- Brief -
Reproduce the material in full, unchanged.

(Pointing and labeling entries)
==========

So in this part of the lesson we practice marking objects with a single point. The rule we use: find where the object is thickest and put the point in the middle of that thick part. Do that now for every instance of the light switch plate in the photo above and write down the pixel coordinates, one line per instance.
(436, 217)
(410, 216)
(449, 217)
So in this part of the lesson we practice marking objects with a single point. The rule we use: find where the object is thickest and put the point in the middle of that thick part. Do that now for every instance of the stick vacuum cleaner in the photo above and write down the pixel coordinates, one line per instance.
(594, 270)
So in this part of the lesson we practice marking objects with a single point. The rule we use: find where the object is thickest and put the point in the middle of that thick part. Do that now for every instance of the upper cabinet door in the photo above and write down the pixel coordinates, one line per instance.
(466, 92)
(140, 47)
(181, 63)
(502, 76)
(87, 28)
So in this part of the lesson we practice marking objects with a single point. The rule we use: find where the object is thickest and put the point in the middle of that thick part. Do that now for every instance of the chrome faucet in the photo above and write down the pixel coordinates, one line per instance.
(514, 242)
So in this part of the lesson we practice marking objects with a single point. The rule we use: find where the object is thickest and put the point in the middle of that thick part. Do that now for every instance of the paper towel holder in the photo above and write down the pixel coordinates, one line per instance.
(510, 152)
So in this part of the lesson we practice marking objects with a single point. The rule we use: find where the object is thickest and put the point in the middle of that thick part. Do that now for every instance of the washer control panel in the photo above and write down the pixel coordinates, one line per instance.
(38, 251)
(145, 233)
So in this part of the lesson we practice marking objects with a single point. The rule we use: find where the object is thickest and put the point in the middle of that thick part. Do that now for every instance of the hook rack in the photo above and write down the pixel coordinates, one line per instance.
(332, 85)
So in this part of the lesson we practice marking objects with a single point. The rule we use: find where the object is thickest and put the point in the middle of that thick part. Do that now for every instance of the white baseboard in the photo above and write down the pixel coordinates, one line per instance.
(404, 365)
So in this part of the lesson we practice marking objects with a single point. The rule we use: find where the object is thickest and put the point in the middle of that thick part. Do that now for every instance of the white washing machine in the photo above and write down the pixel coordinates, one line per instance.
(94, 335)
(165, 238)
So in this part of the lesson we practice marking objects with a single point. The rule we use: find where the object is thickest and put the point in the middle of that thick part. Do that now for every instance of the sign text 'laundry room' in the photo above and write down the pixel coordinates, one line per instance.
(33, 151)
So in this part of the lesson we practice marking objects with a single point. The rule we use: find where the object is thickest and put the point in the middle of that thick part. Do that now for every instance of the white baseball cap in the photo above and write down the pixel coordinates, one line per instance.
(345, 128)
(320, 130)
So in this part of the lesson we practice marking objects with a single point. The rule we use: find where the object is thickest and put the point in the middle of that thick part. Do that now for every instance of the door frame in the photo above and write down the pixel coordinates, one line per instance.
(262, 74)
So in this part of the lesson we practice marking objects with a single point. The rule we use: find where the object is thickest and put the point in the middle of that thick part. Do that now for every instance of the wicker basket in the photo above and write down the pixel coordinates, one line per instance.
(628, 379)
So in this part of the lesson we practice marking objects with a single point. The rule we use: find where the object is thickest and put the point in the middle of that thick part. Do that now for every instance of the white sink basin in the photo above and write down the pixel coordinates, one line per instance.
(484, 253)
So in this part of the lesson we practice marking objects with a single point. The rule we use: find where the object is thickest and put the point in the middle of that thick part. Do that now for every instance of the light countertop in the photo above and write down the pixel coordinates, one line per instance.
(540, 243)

==========

- Task result -
So in this part of the lesson we practice marking objects with a single point. The rule we use: find where the object is thickest and put the point in the middle of that thick part. Do that now for every instance of the light switch plate in the photo above and write down the pixel coordinates, one line per instance.
(436, 217)
(410, 216)
(449, 217)
So in this part of the lesson we practice marking objects with a single point. The rule we use: find where the object is thickest and put the point in the middle of that thick part. Do that now for every instance of the stick vacuum cleaner in the photo above and write down the pixel coordinates, one line per instance.
(594, 270)
So in this part of the lesson we practice marking objects with a single point. The rule we use: find where the object is thickest and put the point in the middle of that thick part. Do that now for every instance of the upper cabinet door in the photo above and write down the pixel coordinates, one line per instance.
(466, 92)
(140, 47)
(181, 63)
(502, 76)
(87, 28)
So in this part of the lesson we practice marking objects with a single point. The rule we use: find where the object is thickest and put the point in the middle of that thick part. Do that now for every instance of the chrome faucet in the photo above and write down the pixel coordinates, one line per instance.
(514, 242)
So in this part of the lesson we practice marking objects with a single point. The rule we use: find where the object is thickest and put the point in the middle of that thick part. Do that now for every instance of the paper towel holder in the photo above and write down the pixel coordinates, one line per instance.
(510, 152)
So in this part of the lesson we practice marking objects with a single point. The rule we use: find where the object is thickest and put the point in the middle of that thick part. Do that now for every instance of the washer control panel in the photo above and write down the pixel coordinates, one line per instance.
(38, 251)
(145, 233)
So in this part of the lesson we practice marking objects with a single point. The rule we use: find where the object is thickest and put the point in the middle of that thick part. Do that now for every instance of the hook rack in the photo above and write down the pixel coordinates, one line per instance.
(332, 85)
So in this part of the lesson we practice marking objects with a single point. The rule we use: find where the object is thickest and put the point in the middle of that thick part. Do that now for every instance of the white baseboard in the photo above and write down the pixel coordinates, one line per instance.
(404, 365)
So in this part of the lesson we practice marking objects with a single point. The rule we use: find where the object is thickest and put the point in the middle of that thick part. Do that now for every instance of the white washing machine in the photo above and write down the pixel coordinates, one line per instance.
(94, 335)
(165, 238)
So in this part of the lesson we practice marking objects with a single point. The rule we use: find where the object is thickest and put the point in the middle of that thick part. Do that now for every instance of the sign text 'laundry room' in the photo above and write down the pixel coordinates, one line per instance.
(33, 151)
So in this part of the lesson we practice marking objects with a single point. The rule we use: find where the object is thickest and put the point in the middle of that thick part. Do that now for every instance of the white baseball cap in the photo above and write down the pixel coordinates, one line per instance.
(345, 128)
(320, 130)
So in this part of the lesson we practice marking objects with a single point. The rule we use: find where the object is thickest and put the point in the middle of that thick part. Do that now for every instance of the door frame in the photo above and write down the pixel coordinates, one line per instance.
(262, 74)
So in this part of the lesson we practice marking objects with a single point. The rule we use: find where the object is thickest and put the point in the middle of that thick part. Do that now for every instance of the wicker basket in the photo above and write down the pixel coordinates, one line per instance.
(628, 379)
So in this part of the lesson we practice marking objects with a single point. The rule we use: find where the object is thickest and put the point in the middle of that thick part. Do that now for every instance of the white sink basin in the photo above and write down the pixel coordinates, one line per instance.
(484, 253)
So in this part of the lesson we practice marking objects with a single point. The rule we use: find where the object is thickest and put the point in the middle of that thick part. Do that now for every instance of the light countertop in the photo above and write down the pixel coordinates, one line per instance.
(540, 243)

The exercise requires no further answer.